*READING TEXT*.
..............................

Patients Becoming more Empowered, New Study Finds


There has been a fundamental shift in the patient-physician relationship away from an authoritarian and paternalistic model and toward partnership and team based approaches, according to a new international study of patients’ and physicians’ perceptions.

Patients are significantly more confident and empowered than they were ten years ago. They possess high confidence in physicians but also demonstrate higher expectations for ideal physician performance and higher expectations for improvement. Physician confidence in patient self-management is more modest.

The results of the study were announced today (Thursday) by Dr Mike Magee, Senior Fellow in the Humanities to the World Medical Association and Director of the Pfizer Medical Humanities Initiative, addressing the WMA’s annual General Assembly meeting in Helsinki.

The study is based on 3,707 interviews last year with general practitioners and patients in six countries in four continents – the United States, United Kingdom, Canada, Germany, South Africa and Japan. The study captured patient and physician opinions of physician performence in five dimensions of humanistic care and five dimensions of accessibility to care.

..............................

*AVAILABLE DATA*.
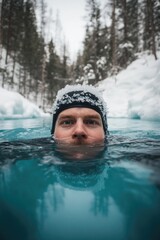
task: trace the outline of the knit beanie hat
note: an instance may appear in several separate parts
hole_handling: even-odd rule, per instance
[[[108,133],[107,109],[104,100],[97,89],[91,85],[66,85],[58,91],[53,104],[53,120],[51,134],[54,134],[58,115],[73,107],[91,108],[98,112],[102,118],[105,136]]]

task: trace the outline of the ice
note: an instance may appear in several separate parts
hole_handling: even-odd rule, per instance
[[[0,88],[0,119],[42,116],[46,116],[46,114],[22,95]]]
[[[108,117],[160,121],[160,52],[143,53],[117,76],[101,81]]]
[[[142,53],[117,76],[99,82],[97,89],[67,85],[65,92],[79,88],[84,92],[92,91],[101,100],[103,96],[108,117],[160,121],[160,52],[157,56],[155,60],[153,55]],[[57,98],[65,92],[59,91]],[[0,88],[0,119],[41,116],[45,116],[43,111],[20,94]]]

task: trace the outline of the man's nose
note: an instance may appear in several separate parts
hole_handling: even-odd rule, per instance
[[[86,131],[85,131],[85,126],[84,126],[83,121],[81,119],[76,122],[75,129],[74,129],[72,137],[73,138],[79,138],[79,139],[87,138],[87,134],[86,134]]]

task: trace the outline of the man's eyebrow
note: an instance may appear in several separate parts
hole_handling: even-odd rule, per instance
[[[60,115],[58,119],[74,118],[74,115]]]
[[[101,117],[99,116],[99,115],[86,115],[86,116],[84,116],[84,118],[95,118],[95,119],[100,119]]]

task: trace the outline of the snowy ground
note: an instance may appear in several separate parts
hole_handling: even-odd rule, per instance
[[[36,118],[46,114],[16,92],[0,88],[0,119]]]
[[[116,77],[99,83],[108,117],[160,121],[160,52],[158,58],[143,54]]]
[[[108,117],[160,121],[159,59],[143,54],[116,77],[101,81],[98,88],[108,106]],[[0,88],[0,119],[46,116],[19,93]]]

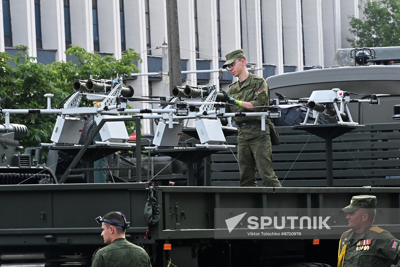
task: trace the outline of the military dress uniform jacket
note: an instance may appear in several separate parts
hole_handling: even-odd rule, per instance
[[[270,91],[268,85],[264,78],[258,75],[250,73],[247,79],[240,87],[238,81],[229,86],[228,94],[235,99],[251,102],[254,107],[269,105]],[[259,112],[266,111],[266,108],[247,109],[241,107],[226,105],[226,112]],[[259,117],[237,117],[233,118],[237,124],[247,121],[260,121]],[[264,134],[269,134],[269,128],[273,127],[269,119],[266,120],[266,131],[261,131],[260,125],[246,125],[241,127],[238,138],[246,140]]]
[[[399,243],[390,233],[377,226],[371,225],[360,234],[350,229],[342,235],[338,266],[390,267],[393,264],[400,267]]]
[[[92,267],[151,267],[150,259],[144,249],[118,238],[96,251],[92,258]]]

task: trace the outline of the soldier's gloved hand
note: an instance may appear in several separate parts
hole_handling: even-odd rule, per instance
[[[236,99],[233,97],[228,97],[228,100],[226,101],[226,103],[228,104],[234,105],[235,105],[238,106],[238,107],[242,106],[242,102],[243,101],[241,100]]]

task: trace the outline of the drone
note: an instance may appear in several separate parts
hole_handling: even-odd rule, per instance
[[[321,114],[327,115],[330,117],[336,118],[338,120],[337,123],[340,124],[357,125],[358,123],[355,122],[352,117],[349,110],[349,103],[367,103],[370,105],[379,105],[379,99],[378,96],[388,95],[377,95],[376,94],[358,94],[351,92],[345,92],[338,88],[334,88],[332,90],[322,90],[313,91],[310,98],[300,99],[298,100],[288,99],[286,97],[279,93],[275,94],[278,97],[277,99],[271,100],[273,105],[292,104],[292,106],[296,105],[305,104],[307,106],[307,112],[304,121],[301,125],[305,125],[312,111],[315,118],[313,124],[317,124],[318,119]],[[368,95],[367,99],[350,99],[350,95]],[[339,104],[338,105],[338,104]]]

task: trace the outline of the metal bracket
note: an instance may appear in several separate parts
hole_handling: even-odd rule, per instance
[[[121,94],[121,91],[122,91],[122,87],[118,82],[114,82],[113,85],[114,85],[114,87],[112,89],[108,94],[105,95],[106,98],[102,102],[102,107],[104,106],[111,106],[115,104],[116,98],[109,98],[108,96],[119,96]]]
[[[83,97],[83,95],[79,93],[79,92],[75,92],[64,104],[64,108],[79,107],[79,104],[80,104],[80,101]]]
[[[218,92],[217,91],[216,89],[214,87],[214,89],[208,95],[208,96],[207,97],[207,98],[204,100],[204,102],[215,101],[217,99],[217,95],[218,94]],[[214,104],[203,104],[200,106],[200,107],[199,108],[199,111],[202,112],[206,110],[212,110],[214,109]]]
[[[175,202],[173,207],[170,207],[170,216],[171,216],[171,218],[173,219],[174,216],[175,216],[177,222],[178,221],[178,216],[179,215],[178,213],[178,208],[179,207],[177,202]],[[171,212],[173,213],[171,213]]]

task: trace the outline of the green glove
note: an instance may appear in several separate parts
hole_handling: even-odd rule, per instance
[[[233,97],[228,97],[228,100],[226,101],[226,103],[229,104],[234,105],[238,106],[238,107],[242,106],[242,102],[243,101],[242,101],[241,100],[238,100],[235,99]]]

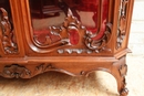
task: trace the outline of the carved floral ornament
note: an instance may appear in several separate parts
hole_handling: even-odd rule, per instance
[[[102,9],[101,9],[102,11]],[[102,19],[102,14],[100,15],[100,22]],[[101,22],[102,25],[102,22]],[[103,34],[103,36],[99,40],[94,40],[101,32],[101,28],[99,26],[97,32],[92,33],[91,31],[86,30],[84,25],[81,24],[81,22],[75,18],[72,13],[72,11],[68,10],[68,17],[65,18],[65,21],[60,26],[49,26],[50,33],[52,35],[59,36],[56,41],[52,41],[52,38],[50,35],[45,36],[44,42],[40,42],[38,36],[34,36],[33,40],[35,42],[35,45],[40,49],[49,49],[49,52],[52,52],[53,50],[58,50],[59,54],[63,54],[64,52],[68,52],[69,54],[76,52],[78,54],[81,53],[99,53],[100,51],[111,51],[106,47],[107,42],[111,39],[111,31],[112,31],[112,24],[106,23],[106,29]],[[75,39],[75,42],[71,42],[71,32],[75,32],[78,35],[78,39]],[[66,49],[66,46],[74,46],[74,49]],[[85,47],[81,47],[85,46]]]
[[[7,11],[3,8],[0,8],[0,28],[1,28],[1,42],[3,50],[7,54],[14,54],[18,52],[17,43],[13,41],[13,29],[9,21]]]

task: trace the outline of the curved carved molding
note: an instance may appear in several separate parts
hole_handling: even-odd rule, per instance
[[[18,53],[18,45],[13,41],[14,34],[13,34],[13,29],[11,26],[11,23],[8,18],[8,13],[3,8],[0,8],[0,25],[1,25],[1,32],[2,32],[2,45],[3,50],[7,54],[14,54]]]
[[[49,26],[51,35],[45,35],[45,41],[40,42],[38,36],[34,36],[34,42],[39,47],[47,49],[60,49],[66,45],[73,45],[70,42],[70,31],[76,31],[78,33],[82,30],[83,26],[80,24],[78,19],[73,17],[71,10],[69,9],[68,17],[65,21],[60,26]],[[53,40],[51,36],[56,36],[56,40]]]
[[[116,49],[120,49],[126,33],[126,8],[128,0],[121,0],[119,30],[117,30],[117,44]]]
[[[12,65],[4,66],[1,75],[3,77],[9,77],[9,78],[13,78],[13,77],[23,78],[25,76],[30,77],[31,72],[24,66],[12,64]]]
[[[39,36],[33,38],[35,49],[40,49],[41,52],[35,49],[33,51],[38,51],[39,53],[58,51],[58,53],[61,54],[64,52],[68,52],[70,54],[76,52],[78,54],[80,54],[84,53],[85,51],[86,53],[99,53],[100,51],[111,52],[111,50],[107,49],[106,45],[111,40],[112,24],[107,23],[103,36],[99,40],[94,40],[93,38],[96,38],[99,35],[95,33],[100,32],[92,33],[88,31],[86,28],[83,26],[81,22],[73,15],[70,9],[68,10],[68,17],[65,18],[63,24],[60,26],[49,26],[49,31],[50,35],[45,35],[43,42],[39,41]],[[78,36],[75,38],[76,41],[74,41],[74,43],[71,41],[71,32],[75,32]],[[56,39],[52,40],[51,36],[55,36]],[[85,42],[85,44],[83,42]],[[72,47],[66,49],[66,46]],[[84,46],[84,49],[81,46]],[[79,50],[75,51],[75,49]]]

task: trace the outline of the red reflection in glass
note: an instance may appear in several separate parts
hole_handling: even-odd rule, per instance
[[[48,28],[51,25],[61,25],[68,15],[68,9],[90,32],[97,33],[93,40],[103,36],[109,14],[109,0],[30,0],[34,35],[39,36],[45,32],[45,29],[49,31]],[[79,35],[75,32],[70,32],[70,35],[71,43],[76,44]]]

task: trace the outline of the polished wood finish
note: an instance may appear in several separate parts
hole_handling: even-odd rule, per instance
[[[49,71],[88,76],[94,71],[105,71],[116,78],[120,95],[127,95],[125,57],[130,52],[127,42],[134,0],[107,0],[109,13],[101,36],[104,0],[100,0],[96,22],[99,30],[95,33],[90,32],[70,8],[61,25],[49,26],[51,34],[44,36],[44,42],[33,35],[29,0],[8,1],[10,17],[9,11],[0,7],[1,76],[31,78]],[[72,32],[76,38],[71,36]]]

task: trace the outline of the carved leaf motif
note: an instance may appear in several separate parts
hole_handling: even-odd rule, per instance
[[[0,8],[0,26],[2,32],[1,41],[3,44],[3,50],[7,54],[14,54],[18,52],[18,46],[13,41],[13,30],[11,28],[7,11],[3,8]]]

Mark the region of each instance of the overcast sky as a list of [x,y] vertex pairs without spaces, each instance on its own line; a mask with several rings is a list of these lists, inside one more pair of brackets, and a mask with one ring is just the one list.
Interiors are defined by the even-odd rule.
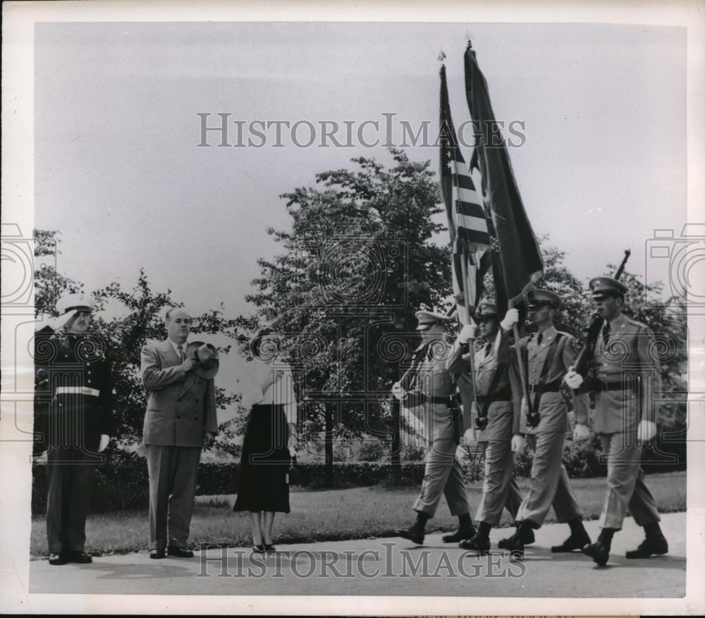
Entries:
[[[677,27],[37,24],[36,225],[61,230],[59,269],[88,290],[132,285],[144,266],[154,289],[171,288],[194,313],[221,301],[233,315],[249,312],[256,260],[277,250],[265,230],[289,225],[278,196],[352,156],[388,155],[356,136],[352,148],[298,147],[286,129],[284,147],[274,147],[273,129],[260,148],[197,147],[197,114],[211,114],[211,125],[228,113],[245,129],[257,120],[348,120],[356,131],[394,113],[396,139],[400,120],[428,121],[433,137],[441,50],[456,126],[468,118],[468,35],[498,119],[523,123],[525,142],[510,156],[536,233],[567,251],[586,283],[627,248],[630,269],[644,274],[654,230],[678,236],[685,221],[685,33]],[[367,129],[368,142],[384,140]],[[437,169],[437,148],[407,152]]]

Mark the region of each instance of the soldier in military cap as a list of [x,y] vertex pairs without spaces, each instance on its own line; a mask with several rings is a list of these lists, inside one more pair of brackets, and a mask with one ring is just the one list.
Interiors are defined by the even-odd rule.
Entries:
[[[479,528],[474,535],[466,536],[460,545],[464,549],[484,554],[489,550],[490,530],[499,524],[505,507],[513,517],[522,502],[514,478],[511,451],[512,435],[519,431],[519,426],[518,416],[515,419],[513,412],[509,377],[510,371],[515,371],[509,331],[518,321],[519,314],[516,309],[509,309],[500,323],[496,306],[483,302],[478,307],[476,319],[485,344],[474,358],[477,393],[473,397],[470,416],[475,419],[476,428],[466,431],[465,440],[468,444],[477,440],[484,450],[484,482],[475,517]],[[448,361],[448,371],[453,373],[467,373],[471,370],[467,356],[473,330],[467,326],[458,335]],[[467,404],[465,402],[465,405]],[[476,437],[477,430],[479,433]]]
[[565,381],[572,388],[595,393],[594,428],[607,457],[608,489],[600,536],[583,552],[603,566],[609,560],[612,537],[622,529],[627,509],[644,527],[646,538],[637,549],[627,552],[627,558],[648,558],[668,551],[656,502],[640,465],[644,443],[656,433],[652,395],[661,390],[661,376],[658,359],[649,352],[654,333],[622,313],[626,286],[610,277],[597,277],[590,281],[590,289],[604,321],[601,336],[587,378],[584,381],[571,371]]
[[50,564],[92,562],[85,524],[99,453],[112,433],[113,380],[103,342],[90,333],[91,303],[57,303],[58,318],[35,338],[35,454],[47,451],[47,536]]
[[[555,292],[535,290],[529,297],[529,316],[538,332],[517,343],[529,400],[523,397],[519,376],[513,373],[514,400],[522,404],[515,409],[515,414],[520,414],[521,419],[520,432],[512,438],[512,450],[523,450],[525,434],[534,451],[534,460],[529,493],[516,514],[519,524],[516,533],[499,542],[500,548],[515,553],[523,552],[525,541],[531,538],[532,530],[543,524],[551,505],[558,521],[570,526],[570,536],[562,545],[552,547],[552,552],[571,552],[590,543],[582,524],[582,509],[561,461],[569,422],[568,406],[559,391],[563,376],[575,364],[577,354],[573,338],[553,326],[560,305],[560,298]],[[590,435],[587,395],[575,395],[573,407],[574,439],[586,440]]]
[[421,545],[426,522],[433,517],[445,495],[452,515],[459,520],[458,531],[444,537],[446,542],[474,533],[460,465],[455,457],[462,428],[455,398],[455,384],[446,369],[450,346],[444,338],[450,318],[433,311],[416,313],[417,330],[422,342],[409,371],[393,388],[394,396],[423,415],[428,449],[421,492],[414,504],[416,521],[396,531],[403,538]]

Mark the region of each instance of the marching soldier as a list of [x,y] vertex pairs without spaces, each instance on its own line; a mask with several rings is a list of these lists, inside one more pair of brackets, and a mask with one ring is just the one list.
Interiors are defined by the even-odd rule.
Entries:
[[595,392],[595,431],[607,457],[607,495],[596,543],[583,552],[604,566],[614,533],[622,529],[627,509],[644,527],[646,538],[627,558],[648,558],[668,551],[658,522],[661,517],[641,468],[643,444],[656,435],[656,410],[652,394],[661,390],[658,361],[650,354],[654,333],[641,322],[622,314],[627,288],[610,277],[590,281],[592,299],[604,321],[595,345],[586,384],[583,377],[569,371],[565,381],[572,388]]
[[61,299],[62,312],[35,336],[35,433],[47,450],[49,562],[92,562],[85,524],[98,455],[111,433],[113,381],[102,342],[90,333],[90,305]]
[[[559,390],[563,376],[575,362],[576,353],[573,338],[553,326],[553,317],[560,304],[557,294],[548,290],[534,290],[529,299],[529,314],[539,331],[517,344],[529,400],[522,398],[521,381],[513,376],[514,400],[522,402],[521,409],[515,409],[515,414],[521,415],[522,433],[526,434],[534,455],[529,493],[516,514],[516,533],[499,542],[500,548],[515,554],[524,552],[526,540],[532,538],[532,530],[541,526],[551,505],[558,521],[570,526],[570,536],[562,545],[552,547],[552,552],[572,552],[590,543],[582,524],[582,510],[561,461],[569,422],[568,406]],[[576,440],[590,435],[587,400],[587,395],[573,397]],[[521,452],[524,442],[524,435],[515,433],[512,450]]]
[[453,376],[446,369],[448,345],[444,340],[444,324],[450,319],[440,314],[419,311],[417,330],[422,345],[416,351],[411,368],[393,388],[393,393],[407,407],[417,407],[423,414],[428,450],[421,492],[414,504],[416,521],[396,531],[403,538],[421,545],[426,522],[436,512],[441,496],[445,495],[452,515],[458,517],[458,530],[446,535],[446,543],[457,543],[475,533],[470,514],[465,484],[455,451],[462,433],[460,409]]
[[[477,350],[474,359],[477,395],[472,410],[476,428],[480,430],[478,441],[484,450],[484,483],[475,517],[479,527],[474,535],[461,540],[460,545],[480,554],[489,550],[490,530],[498,525],[505,506],[514,517],[522,502],[513,474],[511,439],[519,426],[518,417],[515,419],[513,413],[509,376],[513,361],[508,331],[518,318],[517,310],[510,309],[500,324],[496,307],[491,302],[482,303],[477,313],[480,334],[486,344]],[[463,328],[448,358],[448,368],[453,373],[470,371],[470,363],[463,356],[468,352],[471,330],[470,326]],[[474,441],[474,431],[465,431],[466,443]],[[527,542],[532,543],[533,539]]]

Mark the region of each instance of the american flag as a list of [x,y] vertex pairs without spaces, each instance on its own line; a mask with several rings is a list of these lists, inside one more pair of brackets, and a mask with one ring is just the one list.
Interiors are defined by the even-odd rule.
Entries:
[[479,302],[491,266],[490,235],[482,198],[460,152],[450,116],[446,67],[441,68],[441,190],[453,245],[453,291],[463,324]]

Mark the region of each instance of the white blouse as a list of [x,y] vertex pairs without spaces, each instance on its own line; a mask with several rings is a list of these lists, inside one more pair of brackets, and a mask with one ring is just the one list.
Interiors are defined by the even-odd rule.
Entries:
[[[288,363],[274,359],[269,363],[254,360],[252,375],[249,377],[250,386],[243,393],[240,405],[248,409],[253,405],[283,404],[284,414],[288,423],[296,423],[296,394],[294,391],[294,375]],[[274,372],[274,380],[264,393],[259,385],[268,374]]]

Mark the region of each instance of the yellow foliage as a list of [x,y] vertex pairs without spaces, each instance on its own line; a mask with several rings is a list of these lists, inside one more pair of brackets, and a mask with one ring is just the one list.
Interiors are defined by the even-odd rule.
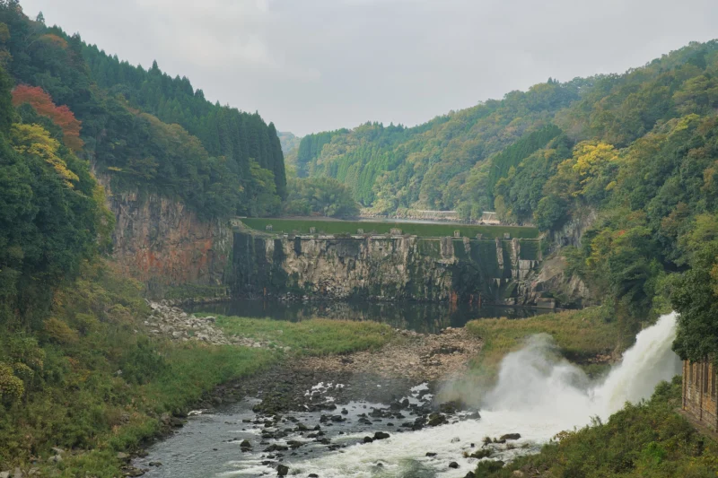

..............................

*WORK INSTRUCTIONS*.
(1) Retype the part of the article on patient empowerment between "There has been" and "meeting in Helsinki.", inclusive.
(2) Extend the article on patient empowerment, starting after its final sentence.

*TASK-BY-TASK RESULTS*.
(1)
There has been a fundamental shift in the patient-physician relationship away from an authoritarian and paternalistic model and toward partnership and team based approaches, according to a new international study of patients’ and physicians’ perceptions.

Patients are significantly more confident and empowered than they were ten years ago. They possess high confidence in physicians but also demonstrate higher expectations for ideal physician performance and higher expectations for improvement. Physician confidence in patient self-management is more modest.

The results of the study were announced today (Thursday) by Dr Mike Magee, Senior Fellow in the Humanities to the World Medical Association and Director of the Pfizer Medical Humanities Initiative, addressing the WMA’s annual General Assembly meeting in Helsinki.

(2)
Among the findings are:

  • The patient-physician relationship ranks second in importance to family relationships in all countries studied;
  • Physicians are the leading source of health information, the most trusted source, and the source most likely to instigate positive behavioral change in patients in all countries studied;
  • All countries agree that authoritarian paternalistic relationships between physicians and patients are relatively uncommon today. These relationships are being replaced by mutual partnerships or advisor models;
  • Patients and physicians in all countries foresee future movement toward partnership and team based models;
  • Compared to 10 years ago, most patients in all countries believe they ask more questions, make more choices, actively evaluate benefit and risk, and take better care of their own health;
  • Patients’ confidence in managing their own health is very high in all countries except Japan. Physician confidence in patients’ self-management is lower than patients scoring in five of the six countries;
  • In general, patients rate issues such as compassion, trust, understanding, patience and listening higher than access to physicians;
  • Physicians in all countries rate their performance on issues such as trust higher than do patients. In contrast, physicians in the United Kingdom and Germany rate their ideal access performance lower than the patients’ expectation for ideal access performance;

Commenting on the findings, Dr Magee said:

“The patient-physician relationship is part of the critical underpinning of stable societies. In addition to diagnosis, treatment and prevention, the relationship reinforces family linkages, processes citizens’ daily fears and worries, and helps reinforce long term confidence and associated willingness to invest in the future. As such, health care system investment delivers an enormous value beyond nuts and bolts healthcare.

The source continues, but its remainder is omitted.